Copy out the data that comes next, character for character, and leave the images aside.

----

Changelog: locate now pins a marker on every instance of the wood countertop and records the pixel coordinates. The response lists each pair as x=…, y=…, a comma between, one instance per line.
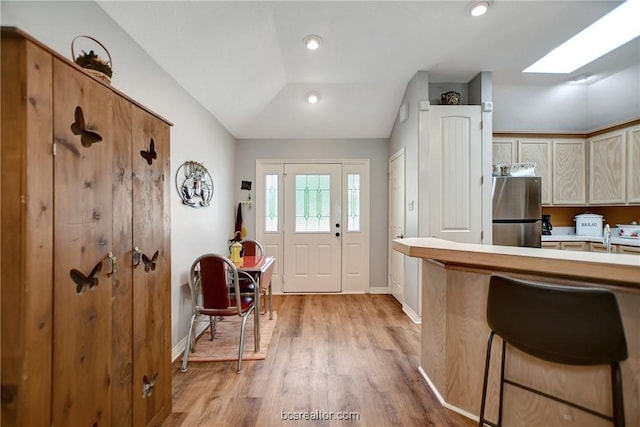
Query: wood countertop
x=617, y=269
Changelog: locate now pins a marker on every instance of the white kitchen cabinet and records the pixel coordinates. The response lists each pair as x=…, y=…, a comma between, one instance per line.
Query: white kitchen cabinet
x=551, y=245
x=607, y=168
x=633, y=164
x=600, y=247
x=538, y=151
x=624, y=249
x=504, y=150
x=569, y=172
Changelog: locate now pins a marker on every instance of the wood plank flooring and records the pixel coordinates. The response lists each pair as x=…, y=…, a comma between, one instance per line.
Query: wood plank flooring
x=339, y=356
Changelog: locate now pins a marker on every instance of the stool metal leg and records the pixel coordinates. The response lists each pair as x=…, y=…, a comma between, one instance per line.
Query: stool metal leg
x=616, y=390
x=482, y=420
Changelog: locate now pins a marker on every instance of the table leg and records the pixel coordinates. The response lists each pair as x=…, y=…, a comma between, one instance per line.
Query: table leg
x=270, y=303
x=256, y=316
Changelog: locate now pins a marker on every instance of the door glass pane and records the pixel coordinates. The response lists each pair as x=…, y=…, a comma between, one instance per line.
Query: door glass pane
x=271, y=203
x=353, y=202
x=313, y=203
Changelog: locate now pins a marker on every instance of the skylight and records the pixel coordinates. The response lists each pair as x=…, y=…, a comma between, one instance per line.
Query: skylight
x=611, y=31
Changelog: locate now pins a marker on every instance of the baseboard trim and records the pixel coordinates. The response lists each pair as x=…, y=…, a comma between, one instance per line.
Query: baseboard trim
x=415, y=318
x=443, y=402
x=178, y=350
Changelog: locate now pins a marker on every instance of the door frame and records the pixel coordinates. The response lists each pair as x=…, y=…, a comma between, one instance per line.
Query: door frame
x=355, y=245
x=395, y=156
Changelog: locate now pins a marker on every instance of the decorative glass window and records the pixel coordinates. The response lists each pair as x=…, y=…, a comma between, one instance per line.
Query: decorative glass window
x=313, y=203
x=353, y=202
x=271, y=203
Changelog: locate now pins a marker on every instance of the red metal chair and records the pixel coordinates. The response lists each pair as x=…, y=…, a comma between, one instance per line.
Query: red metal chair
x=215, y=291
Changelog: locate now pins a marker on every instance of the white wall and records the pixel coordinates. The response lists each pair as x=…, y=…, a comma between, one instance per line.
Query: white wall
x=196, y=134
x=376, y=150
x=406, y=135
x=568, y=107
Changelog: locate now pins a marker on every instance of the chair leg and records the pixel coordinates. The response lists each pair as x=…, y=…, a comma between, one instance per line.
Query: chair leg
x=188, y=345
x=485, y=381
x=212, y=326
x=616, y=389
x=244, y=322
x=502, y=364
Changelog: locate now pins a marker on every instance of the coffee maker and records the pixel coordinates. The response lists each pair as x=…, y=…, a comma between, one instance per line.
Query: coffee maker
x=546, y=225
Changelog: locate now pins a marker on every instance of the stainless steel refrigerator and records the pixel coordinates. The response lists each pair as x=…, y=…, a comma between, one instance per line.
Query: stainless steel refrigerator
x=517, y=215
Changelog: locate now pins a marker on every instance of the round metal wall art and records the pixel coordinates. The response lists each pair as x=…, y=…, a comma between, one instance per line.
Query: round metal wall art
x=194, y=184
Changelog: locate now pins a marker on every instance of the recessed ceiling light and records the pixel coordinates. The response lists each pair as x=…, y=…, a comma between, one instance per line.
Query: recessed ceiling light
x=609, y=32
x=582, y=78
x=312, y=42
x=479, y=8
x=312, y=97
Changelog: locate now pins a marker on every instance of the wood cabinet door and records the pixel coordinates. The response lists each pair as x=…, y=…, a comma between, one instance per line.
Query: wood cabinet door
x=633, y=168
x=569, y=171
x=538, y=151
x=83, y=240
x=607, y=168
x=151, y=269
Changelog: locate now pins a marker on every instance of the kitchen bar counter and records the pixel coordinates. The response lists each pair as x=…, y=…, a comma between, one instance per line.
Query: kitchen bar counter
x=455, y=282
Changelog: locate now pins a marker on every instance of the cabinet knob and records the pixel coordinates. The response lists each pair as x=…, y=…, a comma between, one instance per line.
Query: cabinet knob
x=137, y=253
x=114, y=263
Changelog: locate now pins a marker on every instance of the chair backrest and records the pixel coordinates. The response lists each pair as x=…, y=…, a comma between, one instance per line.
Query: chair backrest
x=252, y=247
x=210, y=277
x=562, y=324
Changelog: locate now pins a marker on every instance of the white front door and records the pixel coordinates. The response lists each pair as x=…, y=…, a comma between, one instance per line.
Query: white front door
x=396, y=224
x=312, y=227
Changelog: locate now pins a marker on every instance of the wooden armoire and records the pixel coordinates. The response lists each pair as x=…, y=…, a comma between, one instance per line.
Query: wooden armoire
x=85, y=233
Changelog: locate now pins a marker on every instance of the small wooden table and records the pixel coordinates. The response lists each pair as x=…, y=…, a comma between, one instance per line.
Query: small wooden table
x=261, y=268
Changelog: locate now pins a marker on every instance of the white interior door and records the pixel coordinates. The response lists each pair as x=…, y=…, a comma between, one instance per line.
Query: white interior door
x=455, y=190
x=312, y=233
x=396, y=224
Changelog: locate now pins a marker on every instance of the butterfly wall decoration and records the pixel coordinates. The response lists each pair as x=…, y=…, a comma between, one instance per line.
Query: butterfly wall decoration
x=82, y=281
x=150, y=264
x=78, y=127
x=149, y=155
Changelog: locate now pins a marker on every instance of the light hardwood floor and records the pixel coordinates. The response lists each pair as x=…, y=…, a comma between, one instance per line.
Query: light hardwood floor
x=329, y=354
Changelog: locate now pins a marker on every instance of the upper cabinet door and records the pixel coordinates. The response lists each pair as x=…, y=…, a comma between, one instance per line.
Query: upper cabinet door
x=607, y=167
x=83, y=241
x=569, y=171
x=538, y=151
x=633, y=161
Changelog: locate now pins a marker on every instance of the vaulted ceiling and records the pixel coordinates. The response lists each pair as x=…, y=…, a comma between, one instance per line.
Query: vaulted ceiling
x=245, y=61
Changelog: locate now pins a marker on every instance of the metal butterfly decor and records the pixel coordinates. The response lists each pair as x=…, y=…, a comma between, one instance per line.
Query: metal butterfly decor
x=147, y=387
x=78, y=127
x=150, y=154
x=150, y=264
x=82, y=281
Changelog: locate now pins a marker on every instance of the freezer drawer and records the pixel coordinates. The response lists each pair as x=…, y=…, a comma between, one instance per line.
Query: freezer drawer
x=518, y=234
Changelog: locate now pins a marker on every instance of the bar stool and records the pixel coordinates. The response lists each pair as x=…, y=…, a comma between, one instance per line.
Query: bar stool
x=561, y=324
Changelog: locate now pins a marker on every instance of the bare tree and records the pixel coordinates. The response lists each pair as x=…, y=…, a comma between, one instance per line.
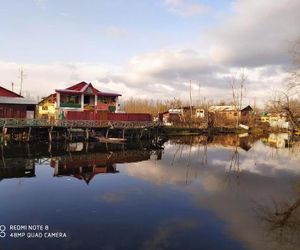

----

◆ **Exercise answer**:
Changelog: locate now pins a marker on every instance of the wood countertop and records the pixel coordinates. The response lists each pair as x=…, y=…, a comma between, one instance per line.
Query: wood countertop
x=617, y=269
Changelog: locate now pins a marker on every instance of the white kitchen cabinet and records the pixel coordinates. The response lists each pair as x=…, y=…, a comma between, one instance per line.
Query: white kitchen cabinet
x=551, y=245
x=607, y=168
x=633, y=164
x=600, y=247
x=538, y=151
x=624, y=249
x=504, y=150
x=569, y=172
Changelog: locate now pins a marker on every instance of the wood plank flooring and records the pixel coordinates. The response lists each pair as x=…, y=…, a comma between, one instance per line.
Query: wood plank flooring
x=339, y=356
Changelog: locate now pins a marker on every instance of the stool metal leg and records the pixel coordinates. The response lists each pair as x=…, y=…, a comma between, one instance per line.
Query: stool metal leg
x=616, y=390
x=482, y=420
Changelog: locate now pins a marker on every instance of the table leg and records the pixel coordinates. The response lists each pair as x=…, y=…, a comma between, one instance per line.
Query: table leg
x=270, y=303
x=256, y=316
Changelog: locate now pins a marker on every instance of the door glass pane and records the pixel coordinates. The response lists each pair as x=…, y=…, a comma between, one instance per line.
Query: door glass pane
x=271, y=203
x=353, y=202
x=313, y=203
Changelog: locate now pins a marker on every instance of the skylight and records the pixel coordinates. The response lists each pair as x=…, y=…, a comma between, one instance per line.
Query: skylight
x=611, y=31
Changelog: locate now pins a marker on every instance of the baseboard trim and records the pixel coordinates. The response lists each pair as x=…, y=…, a comma between, one instance per line.
Query: baseboard trim
x=415, y=318
x=443, y=402
x=178, y=350
Changelog: locate now pins a marker on every instance of the door frame and records the pixel coordinates. The response lists each pair as x=…, y=…, a comma between, one instance per line.
Query: door frame
x=355, y=245
x=395, y=156
Changelog: locate now pins a marker on every instance of the decorative glass window and records the pixel coordinates. The response lists each pair as x=…, y=…, a comma between, one instance per line.
Query: decorative glass window
x=313, y=203
x=353, y=202
x=271, y=203
Changelog: locate now pins a marker on every instance of the red metal chair and records the pixel coordinates. The response lists each pair as x=…, y=…, a comma between, one instance per line.
Query: red metal chair
x=215, y=291
Changelog: locate now pins a marker on every instance of the white wall and records the pixel coordinates. The response lists each pair as x=…, y=…, a comma between, one instance per line.
Query: white wall
x=196, y=134
x=376, y=150
x=406, y=135
x=568, y=107
Changelog: locate now pins a marker on every instance of the chair leg and records the pixel coordinates. The response lists each pair as x=…, y=…, a comma between, one instance per line.
Query: chair leg
x=188, y=345
x=485, y=381
x=212, y=326
x=616, y=389
x=244, y=322
x=502, y=364
Changelog: locate now pins a marker on every instance of the coffee maker and records the pixel coordinates. The response lists each pair as x=…, y=…, a comma between, one instance per line.
Query: coffee maker
x=546, y=225
Changelog: locate now pins a marker on every instance of the stainless steel refrigerator and records the pixel coordinates. The response lists each pair as x=…, y=…, a comma between, one instance per line.
Query: stainless steel refrigerator
x=517, y=215
Changelog: locate now pins a marker on every instance of the round metal wall art and records the pixel coordinates. The response lists each pair as x=…, y=…, a comma between, one instance per line.
Query: round metal wall art
x=194, y=184
Changelog: locate now pins a marker on every instance of the recessed ceiling light and records the pixel coordinates. The response lists each pair as x=…, y=…, a comma between, one instance per line.
Query: recessed ceiling light
x=609, y=32
x=582, y=78
x=312, y=42
x=479, y=8
x=312, y=97
Changelog: locate now pins a marker on every instance of the wood cabinet door and records the pixel coordinates. The response lists each pair as x=…, y=…, a comma between, one instance per line.
Query: wood cabinet door
x=633, y=168
x=569, y=171
x=538, y=151
x=83, y=240
x=607, y=168
x=151, y=269
Changelog: locate now pins a marker on every instance of the kitchen bar counter and records the pixel coordinates. The response lists each pair as x=…, y=…, a comma between, one instance per line.
Query: kitchen bar counter
x=455, y=282
Changelog: locate now pins a marker on every instance of the cabinet knob and records the pixel coordinates. The response lists each pair as x=…, y=…, a comma between, one instance per line.
Query: cabinet knob
x=137, y=253
x=114, y=263
Changelog: locate now pins a marker on every instance of the chair backrest and records the pixel coordinates. The response lists each pair as x=…, y=…, a comma between, one instance per line.
Query: chair backrest
x=252, y=247
x=210, y=277
x=562, y=324
Changelog: locate now pins a marker on every instance of the white front door and records the pixel coordinates. The response lists each pair as x=…, y=…, a comma between, one instance per line.
Query: white front door
x=396, y=224
x=312, y=227
Changelog: locate now pins a marker on every instance of the wooden armoire and records the pixel coordinates. The response lists each pair as x=…, y=…, a comma between, one instance per line.
Query: wooden armoire
x=85, y=233
Changelog: locate now pins a marker on every instance of the small wooden table and records the pixel coordinates. The response lists each pair as x=…, y=…, a comma between, one instance per line.
Query: small wooden table
x=261, y=268
Changelog: locate now pins a marker on every instance of the white interior door and records the pixel coordinates. The response lists each pair as x=…, y=…, a comma between, one instance per line.
Query: white interior door
x=455, y=190
x=312, y=233
x=396, y=224
Changelog: locate now pins a marker on every instance of the butterfly wall decoration and records the pixel coordinates. The response lists each pair as x=…, y=…, a comma between, one instance per line.
Query: butterfly wall decoration
x=82, y=281
x=150, y=264
x=78, y=127
x=149, y=155
Changelog: locate now pins a marker on every instance of the light hardwood floor and records the pixel coordinates. The response lists each pair as x=…, y=…, a comma between, one instance per line.
Query: light hardwood floor
x=329, y=354
Changelog: locate now pins a marker on every instance of the upper cabinet door and records the pixel coordinates. The response lists each pair as x=…, y=…, a comma between, one instance per line.
Query: upper cabinet door
x=607, y=167
x=83, y=241
x=569, y=171
x=538, y=151
x=633, y=161
Changelog: locate now pins a marker on every instance of the vaulted ceiling and records the pixel coordinates. The response lists each pair as x=…, y=…, a comma between, one instance per line.
Query: vaulted ceiling
x=245, y=61
Changelog: locate now pins a marker on every instance of the metal butterfly decor and records the pixel coordinates. The response lists each pair as x=…, y=…, a comma between, one instance per line.
Query: metal butterfly decor
x=147, y=387
x=78, y=127
x=150, y=154
x=150, y=264
x=82, y=281
Changelog: locate now pins a marker on every instance of the freezer drawer and records the pixel coordinates. The response lists each pair as x=…, y=…, a comma between, one instance per line.
Query: freezer drawer
x=518, y=234
Changelog: locate now pins a marker on every instance of the bar stool and records the pixel coordinates. The response lists each pair as x=…, y=…, a comma between, one instance per line.
Query: bar stool
x=561, y=324
Changelog: locate now pins a marker on every instance of the bare tree and records the pixel coordinates. The response lists each pair as x=…, y=…, a comma between, one instance per line.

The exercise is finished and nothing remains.